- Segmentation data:
+ + +

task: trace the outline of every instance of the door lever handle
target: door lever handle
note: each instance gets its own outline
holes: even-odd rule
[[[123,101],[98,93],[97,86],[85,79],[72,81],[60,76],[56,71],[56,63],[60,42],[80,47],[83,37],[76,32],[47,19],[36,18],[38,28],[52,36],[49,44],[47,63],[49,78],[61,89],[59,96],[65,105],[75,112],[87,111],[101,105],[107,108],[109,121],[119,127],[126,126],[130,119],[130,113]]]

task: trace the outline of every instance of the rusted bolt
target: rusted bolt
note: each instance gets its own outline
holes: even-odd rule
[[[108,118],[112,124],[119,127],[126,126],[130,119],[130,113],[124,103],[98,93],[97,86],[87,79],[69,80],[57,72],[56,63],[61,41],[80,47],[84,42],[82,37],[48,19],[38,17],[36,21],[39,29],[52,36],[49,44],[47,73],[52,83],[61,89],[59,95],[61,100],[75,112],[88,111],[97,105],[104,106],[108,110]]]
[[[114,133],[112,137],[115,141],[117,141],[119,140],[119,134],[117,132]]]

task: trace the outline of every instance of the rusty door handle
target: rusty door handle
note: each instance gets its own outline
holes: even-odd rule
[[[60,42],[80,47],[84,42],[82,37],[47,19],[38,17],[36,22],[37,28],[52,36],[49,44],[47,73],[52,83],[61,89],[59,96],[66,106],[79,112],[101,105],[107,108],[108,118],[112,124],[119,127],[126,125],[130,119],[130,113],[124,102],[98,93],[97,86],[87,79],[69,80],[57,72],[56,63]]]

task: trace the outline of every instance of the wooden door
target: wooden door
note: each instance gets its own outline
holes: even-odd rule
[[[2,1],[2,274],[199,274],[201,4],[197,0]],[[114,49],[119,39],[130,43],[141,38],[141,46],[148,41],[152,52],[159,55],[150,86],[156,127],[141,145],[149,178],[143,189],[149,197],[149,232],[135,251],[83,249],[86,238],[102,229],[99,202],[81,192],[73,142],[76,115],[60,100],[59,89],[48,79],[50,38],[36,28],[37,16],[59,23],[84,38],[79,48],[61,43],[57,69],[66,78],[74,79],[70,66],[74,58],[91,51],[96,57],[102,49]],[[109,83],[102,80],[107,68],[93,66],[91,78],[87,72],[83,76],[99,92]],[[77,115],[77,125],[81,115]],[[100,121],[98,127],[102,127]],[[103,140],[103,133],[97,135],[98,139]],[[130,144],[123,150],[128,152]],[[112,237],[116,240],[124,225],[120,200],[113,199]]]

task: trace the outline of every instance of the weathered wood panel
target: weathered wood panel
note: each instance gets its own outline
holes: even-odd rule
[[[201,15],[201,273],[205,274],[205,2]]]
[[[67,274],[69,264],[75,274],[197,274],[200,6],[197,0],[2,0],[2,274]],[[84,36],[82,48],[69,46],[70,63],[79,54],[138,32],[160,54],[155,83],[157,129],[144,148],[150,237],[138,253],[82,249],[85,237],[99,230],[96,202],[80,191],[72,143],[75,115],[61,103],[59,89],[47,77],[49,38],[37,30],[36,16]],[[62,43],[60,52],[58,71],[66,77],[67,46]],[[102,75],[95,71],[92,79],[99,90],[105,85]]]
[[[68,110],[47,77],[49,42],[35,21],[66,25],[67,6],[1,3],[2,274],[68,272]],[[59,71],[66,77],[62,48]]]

+ + +

- Problem:
Copy the records above again, replacing every "each instance gets its own outline" with "every instance receives a separate outline" and leaving everything else unchanged.

- Final result:
task: trace the outline of every instance of the door lever handle
target: door lever handle
note: every instance receives a separate outline
holes: even-odd rule
[[[123,101],[98,93],[97,86],[85,79],[72,81],[60,76],[56,71],[56,63],[60,42],[80,47],[83,37],[76,32],[47,19],[36,18],[38,28],[52,36],[49,44],[47,63],[49,78],[61,89],[59,96],[65,105],[75,112],[87,111],[101,105],[107,108],[109,121],[119,127],[126,126],[130,119],[130,113]]]

task: trace the outline of every instance of the rusted bolt
target: rusted bolt
note: every instance receives a separate outline
holes: even-odd rule
[[[108,118],[112,124],[119,127],[126,126],[130,119],[130,113],[124,103],[98,93],[97,86],[87,79],[69,80],[57,72],[56,63],[61,41],[80,47],[84,42],[82,37],[48,19],[38,17],[36,21],[39,29],[52,36],[49,44],[47,73],[52,83],[61,89],[59,95],[61,100],[75,112],[88,111],[97,105],[104,106],[108,110]]]
[[[114,133],[112,137],[115,141],[117,141],[119,140],[119,134],[117,132]]]

task: trace the outline of every instance of the rusty door handle
target: rusty door handle
note: every instance receives a separate outline
holes: even-odd rule
[[[60,42],[80,47],[84,42],[82,37],[47,19],[38,17],[36,22],[37,28],[52,36],[49,44],[47,73],[52,83],[61,89],[59,96],[66,106],[79,112],[101,105],[107,108],[108,118],[112,124],[119,127],[126,125],[130,119],[130,113],[124,102],[98,93],[97,86],[87,79],[69,80],[57,72],[56,63]]]

task: trace the outline of every instance of the wooden door
target: wooden door
note: every instance receives a separate outline
holes: even-odd rule
[[[2,1],[2,274],[199,274],[201,4],[197,0]],[[114,49],[119,39],[130,43],[141,38],[141,46],[148,41],[152,52],[159,55],[150,86],[156,127],[141,145],[149,178],[143,189],[149,197],[149,232],[135,251],[83,249],[86,238],[102,229],[99,202],[81,192],[73,142],[76,115],[60,100],[59,89],[48,79],[50,38],[36,28],[37,16],[59,23],[84,38],[79,48],[61,43],[57,69],[66,78],[74,79],[70,66],[74,58],[91,51],[96,57],[102,49]],[[109,83],[102,80],[107,68],[93,66],[91,78],[87,72],[83,76],[99,92]],[[77,115],[77,125],[81,115]],[[100,121],[98,127],[102,127]],[[103,140],[103,133],[97,135],[98,139]],[[130,144],[123,150],[128,152]],[[112,237],[116,240],[124,225],[120,200],[113,199]]]

task: trace the outline of every instance of the weathered wood panel
target: weathered wood panel
note: every instance receives a separate outline
holes: even-odd rule
[[[201,15],[201,273],[205,274],[205,2]]]
[[[67,274],[69,264],[75,274],[197,274],[200,6],[197,0],[2,0],[2,274]],[[84,36],[82,48],[69,46],[70,63],[79,54],[138,32],[160,54],[155,83],[157,129],[144,148],[150,237],[138,253],[82,249],[85,237],[99,230],[96,202],[80,191],[72,143],[75,115],[61,103],[59,89],[47,77],[49,38],[37,30],[36,16]],[[62,43],[60,52],[58,71],[66,77],[67,46]],[[102,75],[95,71],[92,79],[99,90],[105,85]]]
[[[68,110],[47,77],[49,42],[35,21],[66,25],[67,6],[1,3],[2,274],[68,272]],[[59,71],[66,77],[62,48]]]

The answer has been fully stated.